→ **Work instruction**
An exact transcription of all the data is the expected reply.

→ **Dataset entries**
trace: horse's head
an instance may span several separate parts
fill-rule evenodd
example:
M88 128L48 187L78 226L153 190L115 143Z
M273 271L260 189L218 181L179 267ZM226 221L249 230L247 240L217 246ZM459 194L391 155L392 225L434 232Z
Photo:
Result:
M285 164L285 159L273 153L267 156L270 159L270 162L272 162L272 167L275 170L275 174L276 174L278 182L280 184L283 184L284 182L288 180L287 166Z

→ **The answer**
trace: horse's head
an instance may span several separate parts
fill-rule evenodd
example:
M88 128L48 187L78 226L153 190L115 143Z
M273 271L260 189L218 181L179 267ZM226 221L249 230L247 240L217 246ZM459 194L391 155L392 225L434 232Z
Photo:
Result:
M285 164L285 159L273 153L267 156L270 159L270 162L272 162L272 167L275 170L275 174L276 174L278 182L280 184L283 184L284 182L288 180L287 166Z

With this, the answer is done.